* _What is being asked_
Rewrite every line from the start of the items through the line containing "[[606, 241]]", requests included, and scale each point coordinate in the answers by 1.25, rounding to whole numbers with halves rounded up. Leave all numbers in the requests and their sample formats as they are.

+ + + +

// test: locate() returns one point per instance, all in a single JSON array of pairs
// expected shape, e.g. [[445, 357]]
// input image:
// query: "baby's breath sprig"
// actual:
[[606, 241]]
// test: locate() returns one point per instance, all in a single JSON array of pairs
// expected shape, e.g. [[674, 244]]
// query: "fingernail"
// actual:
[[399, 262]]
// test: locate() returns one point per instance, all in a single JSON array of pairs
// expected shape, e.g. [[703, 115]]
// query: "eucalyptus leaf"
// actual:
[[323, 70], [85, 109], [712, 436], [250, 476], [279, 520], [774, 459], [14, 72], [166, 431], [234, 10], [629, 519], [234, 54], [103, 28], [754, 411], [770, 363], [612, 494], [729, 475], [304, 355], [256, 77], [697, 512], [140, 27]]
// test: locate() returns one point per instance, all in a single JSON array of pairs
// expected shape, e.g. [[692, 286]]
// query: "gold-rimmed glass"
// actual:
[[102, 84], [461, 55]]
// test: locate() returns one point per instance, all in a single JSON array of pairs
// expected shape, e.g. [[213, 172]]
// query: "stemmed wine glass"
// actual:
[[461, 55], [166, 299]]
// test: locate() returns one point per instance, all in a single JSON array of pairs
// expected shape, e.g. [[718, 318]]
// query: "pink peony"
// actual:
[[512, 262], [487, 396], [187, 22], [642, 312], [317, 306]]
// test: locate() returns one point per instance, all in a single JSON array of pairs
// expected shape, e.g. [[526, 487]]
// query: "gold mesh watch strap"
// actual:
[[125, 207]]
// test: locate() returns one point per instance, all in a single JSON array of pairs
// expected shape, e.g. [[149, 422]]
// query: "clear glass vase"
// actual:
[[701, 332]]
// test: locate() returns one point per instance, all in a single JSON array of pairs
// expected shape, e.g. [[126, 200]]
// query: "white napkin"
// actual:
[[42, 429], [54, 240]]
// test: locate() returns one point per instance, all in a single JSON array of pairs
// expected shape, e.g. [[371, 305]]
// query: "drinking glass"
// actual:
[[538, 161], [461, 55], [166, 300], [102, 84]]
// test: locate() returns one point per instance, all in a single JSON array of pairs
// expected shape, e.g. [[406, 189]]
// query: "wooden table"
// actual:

+ + + +

* _Exercise answer_
// test: locate() returns one point per instance, all in a single JSON array of pairs
// expected shape, e.g. [[445, 357]]
// input image:
// query: "baby's breath sprig"
// actual:
[[758, 301]]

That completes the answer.